_INSTRUCTION_.
Output exactly, please, the lines of the records below from the one containing "[pin] dog's muzzle" through the final line.

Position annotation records

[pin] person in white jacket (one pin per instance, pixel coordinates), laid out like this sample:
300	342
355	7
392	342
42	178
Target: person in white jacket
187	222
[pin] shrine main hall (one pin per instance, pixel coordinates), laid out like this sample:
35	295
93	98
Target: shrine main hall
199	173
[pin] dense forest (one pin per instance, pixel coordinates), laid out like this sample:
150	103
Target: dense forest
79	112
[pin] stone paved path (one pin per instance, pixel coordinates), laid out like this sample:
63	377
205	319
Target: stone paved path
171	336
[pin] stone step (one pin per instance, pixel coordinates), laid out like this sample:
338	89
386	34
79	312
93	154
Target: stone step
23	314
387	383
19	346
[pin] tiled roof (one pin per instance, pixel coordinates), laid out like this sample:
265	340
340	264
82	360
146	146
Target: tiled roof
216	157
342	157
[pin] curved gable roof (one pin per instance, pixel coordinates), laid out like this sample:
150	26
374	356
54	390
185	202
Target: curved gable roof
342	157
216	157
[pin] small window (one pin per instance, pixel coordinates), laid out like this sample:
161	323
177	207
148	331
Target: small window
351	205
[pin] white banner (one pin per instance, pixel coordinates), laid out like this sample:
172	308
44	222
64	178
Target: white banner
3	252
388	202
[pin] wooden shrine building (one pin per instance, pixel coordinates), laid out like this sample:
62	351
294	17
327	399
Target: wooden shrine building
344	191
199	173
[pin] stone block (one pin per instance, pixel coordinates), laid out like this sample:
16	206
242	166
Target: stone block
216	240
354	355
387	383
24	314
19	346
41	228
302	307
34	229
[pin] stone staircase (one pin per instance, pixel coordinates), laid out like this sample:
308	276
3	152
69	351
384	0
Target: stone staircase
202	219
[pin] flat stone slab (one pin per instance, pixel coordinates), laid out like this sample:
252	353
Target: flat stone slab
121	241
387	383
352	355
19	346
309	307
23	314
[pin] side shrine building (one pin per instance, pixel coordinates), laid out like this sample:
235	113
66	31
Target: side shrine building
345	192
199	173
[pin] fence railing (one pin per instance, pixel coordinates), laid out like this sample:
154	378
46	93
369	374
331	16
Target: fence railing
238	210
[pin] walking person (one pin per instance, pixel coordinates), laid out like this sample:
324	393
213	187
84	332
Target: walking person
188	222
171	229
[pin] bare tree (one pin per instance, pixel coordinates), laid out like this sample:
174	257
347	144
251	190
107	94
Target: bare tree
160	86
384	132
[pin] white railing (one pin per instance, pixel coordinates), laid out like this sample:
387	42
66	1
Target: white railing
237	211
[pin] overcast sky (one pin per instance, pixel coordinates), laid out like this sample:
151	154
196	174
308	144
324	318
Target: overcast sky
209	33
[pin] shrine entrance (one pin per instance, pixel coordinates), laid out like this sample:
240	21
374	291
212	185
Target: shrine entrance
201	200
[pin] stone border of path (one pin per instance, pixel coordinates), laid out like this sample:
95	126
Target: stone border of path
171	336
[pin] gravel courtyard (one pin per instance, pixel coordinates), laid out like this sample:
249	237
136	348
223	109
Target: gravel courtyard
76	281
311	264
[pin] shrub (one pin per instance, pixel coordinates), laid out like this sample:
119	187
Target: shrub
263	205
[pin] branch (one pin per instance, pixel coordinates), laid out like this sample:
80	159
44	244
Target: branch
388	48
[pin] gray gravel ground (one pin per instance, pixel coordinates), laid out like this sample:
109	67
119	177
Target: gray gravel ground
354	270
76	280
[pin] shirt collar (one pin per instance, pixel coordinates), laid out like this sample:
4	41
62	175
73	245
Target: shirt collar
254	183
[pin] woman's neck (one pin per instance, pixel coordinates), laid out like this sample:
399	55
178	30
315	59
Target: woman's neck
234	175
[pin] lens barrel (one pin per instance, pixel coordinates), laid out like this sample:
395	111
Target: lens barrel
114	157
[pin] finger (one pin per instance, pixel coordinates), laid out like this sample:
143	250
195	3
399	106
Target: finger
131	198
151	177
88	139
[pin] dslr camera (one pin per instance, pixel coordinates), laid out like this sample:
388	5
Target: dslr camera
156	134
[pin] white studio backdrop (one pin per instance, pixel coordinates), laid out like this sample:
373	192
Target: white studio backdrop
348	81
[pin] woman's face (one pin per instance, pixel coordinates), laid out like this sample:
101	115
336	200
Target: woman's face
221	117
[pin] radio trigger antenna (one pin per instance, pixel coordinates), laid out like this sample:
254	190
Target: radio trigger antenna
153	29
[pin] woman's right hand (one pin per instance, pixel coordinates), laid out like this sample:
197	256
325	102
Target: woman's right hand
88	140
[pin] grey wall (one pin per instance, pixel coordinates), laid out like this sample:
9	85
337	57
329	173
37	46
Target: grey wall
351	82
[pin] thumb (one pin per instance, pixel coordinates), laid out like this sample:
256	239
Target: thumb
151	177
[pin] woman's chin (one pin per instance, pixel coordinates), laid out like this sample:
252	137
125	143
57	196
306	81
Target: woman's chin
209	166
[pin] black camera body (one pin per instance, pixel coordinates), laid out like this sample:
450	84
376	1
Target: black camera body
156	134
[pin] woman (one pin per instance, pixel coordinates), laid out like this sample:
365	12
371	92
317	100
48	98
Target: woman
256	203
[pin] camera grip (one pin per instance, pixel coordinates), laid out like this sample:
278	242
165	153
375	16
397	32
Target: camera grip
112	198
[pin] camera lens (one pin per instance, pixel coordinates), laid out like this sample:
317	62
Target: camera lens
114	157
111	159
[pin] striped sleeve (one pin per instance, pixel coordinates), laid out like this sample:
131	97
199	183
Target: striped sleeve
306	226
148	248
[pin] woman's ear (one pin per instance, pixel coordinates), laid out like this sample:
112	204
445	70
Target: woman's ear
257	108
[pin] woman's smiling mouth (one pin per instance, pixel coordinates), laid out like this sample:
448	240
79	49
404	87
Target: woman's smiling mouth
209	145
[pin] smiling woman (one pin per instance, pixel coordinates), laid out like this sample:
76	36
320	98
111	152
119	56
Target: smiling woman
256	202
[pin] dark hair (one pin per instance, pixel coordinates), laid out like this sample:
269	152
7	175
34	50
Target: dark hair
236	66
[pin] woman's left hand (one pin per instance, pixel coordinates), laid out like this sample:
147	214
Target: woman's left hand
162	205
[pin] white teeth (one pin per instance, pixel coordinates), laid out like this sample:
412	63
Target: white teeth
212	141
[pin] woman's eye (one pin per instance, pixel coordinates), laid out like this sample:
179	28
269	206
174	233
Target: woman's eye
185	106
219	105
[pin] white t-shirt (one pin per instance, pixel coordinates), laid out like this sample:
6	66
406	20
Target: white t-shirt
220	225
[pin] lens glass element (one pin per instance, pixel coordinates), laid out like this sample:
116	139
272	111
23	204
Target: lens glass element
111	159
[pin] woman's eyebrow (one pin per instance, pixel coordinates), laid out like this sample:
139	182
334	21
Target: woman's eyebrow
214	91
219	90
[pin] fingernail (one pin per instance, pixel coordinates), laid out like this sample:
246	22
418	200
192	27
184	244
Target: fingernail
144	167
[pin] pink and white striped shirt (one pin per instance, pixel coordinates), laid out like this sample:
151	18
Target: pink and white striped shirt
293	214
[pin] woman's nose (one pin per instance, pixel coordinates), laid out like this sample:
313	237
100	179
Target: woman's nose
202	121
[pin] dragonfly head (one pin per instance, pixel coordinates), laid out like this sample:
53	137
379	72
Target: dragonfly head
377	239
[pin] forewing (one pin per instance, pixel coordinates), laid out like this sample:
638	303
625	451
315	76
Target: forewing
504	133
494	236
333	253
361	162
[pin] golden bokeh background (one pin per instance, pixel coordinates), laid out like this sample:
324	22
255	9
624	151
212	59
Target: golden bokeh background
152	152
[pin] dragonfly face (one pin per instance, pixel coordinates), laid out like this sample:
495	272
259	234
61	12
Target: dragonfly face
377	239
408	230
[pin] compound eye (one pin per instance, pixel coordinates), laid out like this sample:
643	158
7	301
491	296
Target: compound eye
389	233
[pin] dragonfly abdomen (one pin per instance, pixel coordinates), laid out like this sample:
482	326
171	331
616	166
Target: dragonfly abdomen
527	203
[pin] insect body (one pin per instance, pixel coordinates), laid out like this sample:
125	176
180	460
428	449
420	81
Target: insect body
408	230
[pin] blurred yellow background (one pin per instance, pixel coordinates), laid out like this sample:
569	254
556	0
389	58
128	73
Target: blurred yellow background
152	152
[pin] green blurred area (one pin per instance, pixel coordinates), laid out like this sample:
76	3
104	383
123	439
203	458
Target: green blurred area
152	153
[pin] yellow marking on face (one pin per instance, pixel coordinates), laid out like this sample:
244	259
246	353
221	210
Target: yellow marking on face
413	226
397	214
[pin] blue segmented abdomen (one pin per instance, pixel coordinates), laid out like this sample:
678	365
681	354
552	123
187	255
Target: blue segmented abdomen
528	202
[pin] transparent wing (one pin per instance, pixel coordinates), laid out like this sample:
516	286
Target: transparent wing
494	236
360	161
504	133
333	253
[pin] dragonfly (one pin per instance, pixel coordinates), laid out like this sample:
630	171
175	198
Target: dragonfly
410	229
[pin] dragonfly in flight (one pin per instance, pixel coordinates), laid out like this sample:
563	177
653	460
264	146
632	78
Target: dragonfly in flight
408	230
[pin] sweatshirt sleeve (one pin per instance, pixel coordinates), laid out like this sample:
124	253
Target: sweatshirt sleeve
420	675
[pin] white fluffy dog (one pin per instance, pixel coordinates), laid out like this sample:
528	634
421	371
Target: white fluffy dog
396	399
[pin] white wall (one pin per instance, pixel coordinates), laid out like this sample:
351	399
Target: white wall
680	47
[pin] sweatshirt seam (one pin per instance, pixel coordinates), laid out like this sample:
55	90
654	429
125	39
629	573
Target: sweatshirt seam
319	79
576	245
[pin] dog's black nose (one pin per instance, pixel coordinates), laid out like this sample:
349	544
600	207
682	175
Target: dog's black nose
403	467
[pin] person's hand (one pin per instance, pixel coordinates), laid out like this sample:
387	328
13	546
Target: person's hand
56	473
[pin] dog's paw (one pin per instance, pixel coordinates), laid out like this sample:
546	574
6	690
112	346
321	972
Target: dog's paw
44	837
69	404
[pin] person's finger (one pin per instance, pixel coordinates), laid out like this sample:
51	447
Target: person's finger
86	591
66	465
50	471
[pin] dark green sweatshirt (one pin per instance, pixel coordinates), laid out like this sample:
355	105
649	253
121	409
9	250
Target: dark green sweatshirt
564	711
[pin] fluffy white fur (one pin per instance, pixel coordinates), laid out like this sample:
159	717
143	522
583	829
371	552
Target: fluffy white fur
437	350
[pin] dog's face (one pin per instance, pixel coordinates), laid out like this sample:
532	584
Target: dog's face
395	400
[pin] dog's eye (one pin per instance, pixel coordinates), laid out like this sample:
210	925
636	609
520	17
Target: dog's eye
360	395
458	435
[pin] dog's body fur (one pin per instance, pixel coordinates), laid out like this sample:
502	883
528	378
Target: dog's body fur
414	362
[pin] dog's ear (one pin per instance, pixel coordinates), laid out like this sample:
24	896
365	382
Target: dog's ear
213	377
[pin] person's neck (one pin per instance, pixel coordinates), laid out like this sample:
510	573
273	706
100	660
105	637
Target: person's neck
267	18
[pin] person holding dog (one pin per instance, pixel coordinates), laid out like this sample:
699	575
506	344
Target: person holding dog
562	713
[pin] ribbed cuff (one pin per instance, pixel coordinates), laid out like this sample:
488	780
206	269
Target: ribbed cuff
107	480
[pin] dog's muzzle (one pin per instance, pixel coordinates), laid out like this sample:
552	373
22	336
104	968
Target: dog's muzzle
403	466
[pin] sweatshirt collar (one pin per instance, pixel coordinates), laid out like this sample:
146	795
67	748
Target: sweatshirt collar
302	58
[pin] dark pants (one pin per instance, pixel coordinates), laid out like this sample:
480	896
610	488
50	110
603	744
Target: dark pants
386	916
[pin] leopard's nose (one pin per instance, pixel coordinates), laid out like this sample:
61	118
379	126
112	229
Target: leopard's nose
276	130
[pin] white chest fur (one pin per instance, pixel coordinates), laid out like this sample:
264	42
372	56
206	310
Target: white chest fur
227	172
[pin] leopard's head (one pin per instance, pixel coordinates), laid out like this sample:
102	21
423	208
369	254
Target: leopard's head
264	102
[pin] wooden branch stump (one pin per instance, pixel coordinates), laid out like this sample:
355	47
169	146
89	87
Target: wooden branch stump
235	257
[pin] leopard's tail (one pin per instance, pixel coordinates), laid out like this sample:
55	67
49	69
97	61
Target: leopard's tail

_SOLVED EXERCISE_.
[pin] dog's muzzle (one pin per instance, pixel coordinates), laid out like this sample:
552	373
22	336
104	968
Target: dog's muzzle
403	466
[pin] sweatshirt collar (one pin per instance, pixel coordinates), laid out like this sample:
146	795
67	748
Target: sweatshirt collar
302	58
[pin] dark pants (one pin per instance, pixel coordinates), laid out like this sample:
480	896
610	488
50	110
603	744
Target: dark pants
386	916
[pin] leopard's nose (one pin per instance, pixel coordinates), laid out like this sample:
61	118
379	126
112	229
Target: leopard's nose
276	130
[pin] white chest fur (one pin per instance, pixel coordinates), laid out like this sample:
264	42
372	56
206	310
Target: white chest fur
227	172
[pin] leopard's head (one pin per instance, pixel coordinates), laid out like this sample:
102	21
423	208
369	254
Target: leopard's head
264	102
[pin] wooden branch stump (one pin per instance, pixel coordinates), laid out like this sample:
355	47
169	146
89	87
Target: wooden branch stump
235	257
[pin] leopard's tail (one pin per instance, pixel coordinates), laid out like this sample:
55	67
49	69
97	61
Target: leopard's tail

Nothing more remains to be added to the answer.